===== Records supplied =====
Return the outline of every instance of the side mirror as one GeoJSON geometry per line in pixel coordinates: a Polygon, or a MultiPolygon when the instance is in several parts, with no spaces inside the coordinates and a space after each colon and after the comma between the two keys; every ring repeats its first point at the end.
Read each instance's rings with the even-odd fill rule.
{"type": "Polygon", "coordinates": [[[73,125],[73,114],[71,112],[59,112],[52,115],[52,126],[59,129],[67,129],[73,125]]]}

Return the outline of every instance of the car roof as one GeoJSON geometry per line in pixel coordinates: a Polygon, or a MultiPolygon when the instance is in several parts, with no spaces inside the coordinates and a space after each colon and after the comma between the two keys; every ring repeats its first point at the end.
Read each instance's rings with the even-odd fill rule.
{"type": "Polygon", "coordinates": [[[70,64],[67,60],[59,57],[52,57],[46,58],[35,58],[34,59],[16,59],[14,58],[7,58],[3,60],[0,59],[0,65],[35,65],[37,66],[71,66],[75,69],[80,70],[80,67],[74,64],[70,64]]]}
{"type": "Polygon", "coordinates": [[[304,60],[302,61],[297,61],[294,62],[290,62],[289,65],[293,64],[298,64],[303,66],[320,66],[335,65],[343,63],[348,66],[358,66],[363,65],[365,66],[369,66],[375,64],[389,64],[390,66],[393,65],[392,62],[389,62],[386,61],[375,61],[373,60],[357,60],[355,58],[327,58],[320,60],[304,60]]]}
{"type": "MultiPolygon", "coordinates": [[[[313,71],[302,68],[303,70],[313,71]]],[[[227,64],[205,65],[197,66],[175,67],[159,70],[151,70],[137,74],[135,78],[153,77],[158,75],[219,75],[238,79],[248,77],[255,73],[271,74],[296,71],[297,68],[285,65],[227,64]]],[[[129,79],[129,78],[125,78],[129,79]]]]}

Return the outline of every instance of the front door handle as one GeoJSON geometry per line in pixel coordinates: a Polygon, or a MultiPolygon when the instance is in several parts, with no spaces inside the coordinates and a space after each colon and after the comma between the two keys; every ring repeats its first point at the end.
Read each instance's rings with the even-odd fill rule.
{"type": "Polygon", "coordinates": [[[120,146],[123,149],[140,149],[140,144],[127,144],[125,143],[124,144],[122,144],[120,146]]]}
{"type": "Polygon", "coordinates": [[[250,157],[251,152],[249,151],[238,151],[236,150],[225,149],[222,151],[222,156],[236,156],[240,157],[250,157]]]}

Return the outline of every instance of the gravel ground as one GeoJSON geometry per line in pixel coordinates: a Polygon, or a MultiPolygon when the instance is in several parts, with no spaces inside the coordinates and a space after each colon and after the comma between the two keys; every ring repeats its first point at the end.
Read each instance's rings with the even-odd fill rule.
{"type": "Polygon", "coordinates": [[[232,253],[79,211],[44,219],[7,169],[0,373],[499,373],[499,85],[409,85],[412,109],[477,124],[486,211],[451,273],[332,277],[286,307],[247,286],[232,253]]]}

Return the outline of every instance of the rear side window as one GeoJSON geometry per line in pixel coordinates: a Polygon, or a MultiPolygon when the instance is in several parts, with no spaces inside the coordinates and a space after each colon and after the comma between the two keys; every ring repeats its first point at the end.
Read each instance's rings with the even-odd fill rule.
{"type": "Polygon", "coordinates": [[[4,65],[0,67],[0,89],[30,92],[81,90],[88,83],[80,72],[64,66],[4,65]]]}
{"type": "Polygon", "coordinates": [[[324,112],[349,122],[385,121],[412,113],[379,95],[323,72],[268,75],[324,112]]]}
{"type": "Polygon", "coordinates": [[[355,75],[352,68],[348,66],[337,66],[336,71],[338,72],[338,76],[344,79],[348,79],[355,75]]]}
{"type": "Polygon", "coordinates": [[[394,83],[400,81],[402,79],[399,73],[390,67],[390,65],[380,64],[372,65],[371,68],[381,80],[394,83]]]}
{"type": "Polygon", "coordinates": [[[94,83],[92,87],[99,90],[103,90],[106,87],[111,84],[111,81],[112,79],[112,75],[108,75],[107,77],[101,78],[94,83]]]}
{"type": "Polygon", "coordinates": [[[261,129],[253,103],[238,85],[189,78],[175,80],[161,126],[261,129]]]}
=====
* _Given problem_: Reproduce the material above line for line, leaving every character unchanged.

* _The reply_:
Return the outline of every instance of the side mirror as one GeoJSON geometry per line in pixel coordinates: a Polygon, or a MultiPolygon when the instance is in several parts, with no spaces inside the coordinates and a space after each colon and after the comma between the two keys; every ring repeats its first point at the end.
Read each instance's rings with the even-odd fill rule.
{"type": "Polygon", "coordinates": [[[73,125],[73,114],[71,112],[59,112],[52,115],[52,126],[59,129],[67,129],[73,125]]]}

Return the outline of every instance of the car roof as one GeoJSON geometry per line in pixel coordinates: a Polygon, or a MultiPolygon when the instance is in several parts, with no spaces inside the coordinates and a space after each colon and after the comma between the two keys; every ring repeats its first point at the end.
Read each instance's rings with the even-odd fill rule.
{"type": "Polygon", "coordinates": [[[70,64],[67,60],[59,57],[52,57],[46,58],[35,58],[34,59],[16,59],[14,58],[7,58],[3,60],[0,59],[0,65],[35,65],[37,66],[71,66],[75,69],[80,70],[80,67],[74,64],[70,64]]]}
{"type": "Polygon", "coordinates": [[[304,60],[302,61],[297,61],[294,62],[290,62],[289,65],[293,64],[298,64],[303,66],[320,66],[335,65],[343,63],[348,66],[358,66],[363,65],[365,66],[369,66],[375,64],[389,64],[390,66],[393,65],[392,62],[389,62],[386,61],[375,61],[373,60],[357,60],[355,58],[327,58],[320,60],[304,60]]]}
{"type": "MultiPolygon", "coordinates": [[[[313,71],[302,68],[303,70],[313,71]]],[[[227,64],[205,65],[197,66],[175,67],[159,70],[151,70],[137,74],[135,78],[153,77],[158,75],[219,75],[238,79],[248,77],[255,73],[271,74],[296,71],[297,68],[285,65],[227,64]]],[[[129,79],[129,78],[125,78],[129,79]]]]}

Return the outline of every instance of the front door handle as one GeoJSON geometry per line in pixel coordinates: a Polygon, or a MultiPolygon when the instance is in several parts, with no spaces inside the coordinates and a space after each colon and after the comma between the two keys; every ring repeats its first point at the end.
Read each instance's rings with the even-odd fill rule.
{"type": "Polygon", "coordinates": [[[120,146],[123,149],[140,149],[140,144],[127,144],[125,143],[124,144],[122,144],[120,146]]]}
{"type": "Polygon", "coordinates": [[[250,157],[251,152],[249,151],[238,151],[236,150],[225,149],[222,151],[222,156],[236,156],[240,157],[250,157]]]}

Return the outline of every instance of the gravel ground as one GeoJSON geometry per line in pixel coordinates: a Polygon, or a MultiPolygon when the instance is in several parts, with no spaces inside the coordinates and a space after each colon and after the comma between the two keys; every ring repeats its first point at the end.
Read each instance's rings with the even-odd fill rule.
{"type": "Polygon", "coordinates": [[[232,253],[79,211],[44,219],[7,169],[0,373],[499,373],[499,85],[409,85],[412,109],[477,124],[486,211],[451,273],[332,277],[286,307],[247,286],[232,253]]]}

Return the outline of every instance of the rear side window as one GeoJSON geometry per line in pixel coordinates: a Polygon, or a MultiPolygon when the instance is in several parts, with no spaces inside the coordinates and a space after each colon and after the comma between the two keys; every ring repeats its first point at the end.
Read each instance's rings with the even-odd fill rule.
{"type": "Polygon", "coordinates": [[[4,65],[0,67],[0,89],[30,92],[81,90],[88,83],[80,72],[64,66],[4,65]]]}
{"type": "Polygon", "coordinates": [[[324,112],[349,122],[385,121],[412,113],[379,95],[323,72],[268,75],[324,112]]]}
{"type": "Polygon", "coordinates": [[[355,75],[352,68],[348,66],[337,66],[336,71],[338,72],[338,76],[344,79],[348,79],[355,75]]]}
{"type": "Polygon", "coordinates": [[[394,83],[400,81],[402,79],[399,73],[390,67],[390,65],[380,64],[372,65],[371,68],[381,80],[394,83]]]}
{"type": "Polygon", "coordinates": [[[94,83],[92,87],[99,90],[103,90],[106,87],[111,84],[111,81],[112,79],[112,75],[108,75],[107,77],[101,78],[94,83]]]}
{"type": "Polygon", "coordinates": [[[261,129],[253,103],[238,85],[189,78],[175,80],[161,126],[261,129]]]}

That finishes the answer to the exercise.